*Short problem a*
Print the lines of the listing exactly as they stand, from the line containing "target | purple umbrella" through the end of the listing, including both ends.

The survey addresses three questions:
- Who owns Russian firms post-privatization – managers, workers,
financial institutions or the state?
- What factors influence the ownership structure, in particular have
outsiders managed to buy the ‘best’, or the ‘worst’ firms?
- Has privatization begun to affect corporate performance in Russia?
- Estrin and Earle find that Russian privatization has been led
predominantly by insider ownership – workers and managers, on
average, own 66% of shares (46% workers; 20% managers).
- Outsiders, taken together, only own around 19% of shares in
privatized firms.
- However institutional investors are trying to hold blocks of
shares in particular companies, giving them more influence than
would be implied by the above aggregate shares.
- Approximately 40% of privatized firms have an outside
blockholder with at least 10% of voting shares, in large part
because each firm has only one such outside owner. In addition,
only 10% of firms that have a 10% blockholder have more than one
such blockholder.

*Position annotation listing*
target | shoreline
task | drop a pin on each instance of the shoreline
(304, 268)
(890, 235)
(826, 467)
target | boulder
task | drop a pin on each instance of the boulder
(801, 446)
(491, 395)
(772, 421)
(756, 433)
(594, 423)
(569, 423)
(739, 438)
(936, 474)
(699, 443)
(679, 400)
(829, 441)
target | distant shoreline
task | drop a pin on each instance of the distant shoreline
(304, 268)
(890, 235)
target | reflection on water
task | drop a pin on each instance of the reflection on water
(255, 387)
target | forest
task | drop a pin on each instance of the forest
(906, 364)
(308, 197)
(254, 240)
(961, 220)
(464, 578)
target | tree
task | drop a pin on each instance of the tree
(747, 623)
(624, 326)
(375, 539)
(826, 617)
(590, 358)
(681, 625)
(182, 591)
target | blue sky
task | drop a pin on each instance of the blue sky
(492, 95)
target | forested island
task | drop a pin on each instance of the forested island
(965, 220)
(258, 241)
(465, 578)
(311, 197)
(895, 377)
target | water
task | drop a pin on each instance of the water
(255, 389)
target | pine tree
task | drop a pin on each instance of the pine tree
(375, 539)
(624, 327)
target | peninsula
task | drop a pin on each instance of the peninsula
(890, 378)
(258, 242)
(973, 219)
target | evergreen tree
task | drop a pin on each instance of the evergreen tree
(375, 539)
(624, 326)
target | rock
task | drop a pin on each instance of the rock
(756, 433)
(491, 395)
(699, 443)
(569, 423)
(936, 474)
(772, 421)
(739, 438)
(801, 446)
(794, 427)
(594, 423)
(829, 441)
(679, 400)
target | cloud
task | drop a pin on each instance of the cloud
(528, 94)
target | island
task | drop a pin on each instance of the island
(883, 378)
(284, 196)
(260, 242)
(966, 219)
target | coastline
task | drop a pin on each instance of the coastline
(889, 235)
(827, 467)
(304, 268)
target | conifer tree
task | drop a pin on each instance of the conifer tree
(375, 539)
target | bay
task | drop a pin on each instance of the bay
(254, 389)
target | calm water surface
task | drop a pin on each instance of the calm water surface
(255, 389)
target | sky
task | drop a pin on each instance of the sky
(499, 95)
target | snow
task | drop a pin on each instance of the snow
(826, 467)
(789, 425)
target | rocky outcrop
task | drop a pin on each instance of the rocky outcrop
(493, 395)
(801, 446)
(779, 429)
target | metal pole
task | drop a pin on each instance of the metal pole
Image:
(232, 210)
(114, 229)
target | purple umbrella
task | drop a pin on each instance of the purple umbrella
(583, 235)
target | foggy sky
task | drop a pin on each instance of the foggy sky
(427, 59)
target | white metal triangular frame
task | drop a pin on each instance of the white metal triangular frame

*Short problem b*
Output the full passage on Russian privatization and ownership without any changes.

*Exercise response a*
target | purple umbrella
task | drop a pin on each instance of the purple umbrella
(583, 235)
target | foggy sky
task | drop a pin on each instance of the foggy sky
(427, 59)
target | white metal triangular frame
task | drop a pin on each instance of the white metal triangular frame

*Exercise response b*
The survey addresses three questions:
- Who owns Russian firms post-privatization – managers, workers,
financial institutions or the state?
- What factors influence the ownership structure, in particular have
outsiders managed to buy the ‘best’, or the ‘worst’ firms?
- Has privatization begun to affect corporate performance in Russia?
- Estrin and Earle find that Russian privatization has been led
predominantly by insider ownership – workers and managers, on
average, own 66% of shares (46% workers; 20% managers).
- Outsiders, taken together, only own around 19% of shares in
privatized firms.
- However institutional investors are trying to hold blocks of
shares in particular companies, giving them more influence than
would be implied by the above aggregate shares.
- Approximately 40% of privatized firms have an outside
blockholder with at least 10% of voting shares, in large part
because each firm has only one such outside owner. In addition,
only 10% of firms that have a 10% blockholder have more than one
such blockholder.